Answer these questions from the meal-planning text:
1. What abbreviation is jotted down for Mastering the Art…?
2. How many meals do three preparations yield?
3. How often are the menus planned and the shopping done?

(Selected extract)
***
So let me take you through the process. I pull a couple of cookbooks off the shelves, sit in my favorite chair with them on my lap, and start flipping through indexes. Sometimes my choices are based on a hankering (like today I just felt like some red meat) and sometimes on the basis of what is hanging out in the fridge (like the tomatillos I bought recently without a designated use). When I find a suitable recipe (within my capability, time and cost constraints, taste and aesthetic preferences), I jot it down on the right hand side of the page, along with the cookbook (Mastering the Art… becomes MAFC) and page number. On the left hand side, I list the ingredients I need to make the recipe. I repeat the process until I have two or three meals planned. This sounds intense but in fact it doesn’t take very long and I love looking through the cookbooks and imagining good things going into my mouth.

I try to make enough food at any given dinner to give me an additional dinner of leftovers which, fortunately, everyone in this family adores. So three preparations yield at least six meals. Because I don’t like to eat the same thing two nights in a row, I often alternate leftovers with freshly cooked meals. For example a typical week might look like this: Cook 1. Cook 2. Leftover 1. Cook 3. Leftover 2. Eat out. Leftover 3. You get the idea.

Taking the time to plan the menus and shopping about once a week suits me just fine. I am fortunate to have farmers markets and good supermarkets in easy reach. I love knowing that at the end of the process we are provisioned for the week and that once I start cooking, I’ll have everything I need. Most of the time.
***
(Data provided)
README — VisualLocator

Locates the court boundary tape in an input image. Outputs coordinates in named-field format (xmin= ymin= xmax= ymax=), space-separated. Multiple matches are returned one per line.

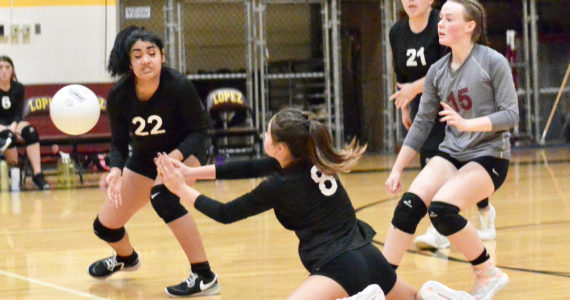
***
(Response for this exercise)
1. MAFC
2. At least six meals
3. About once a week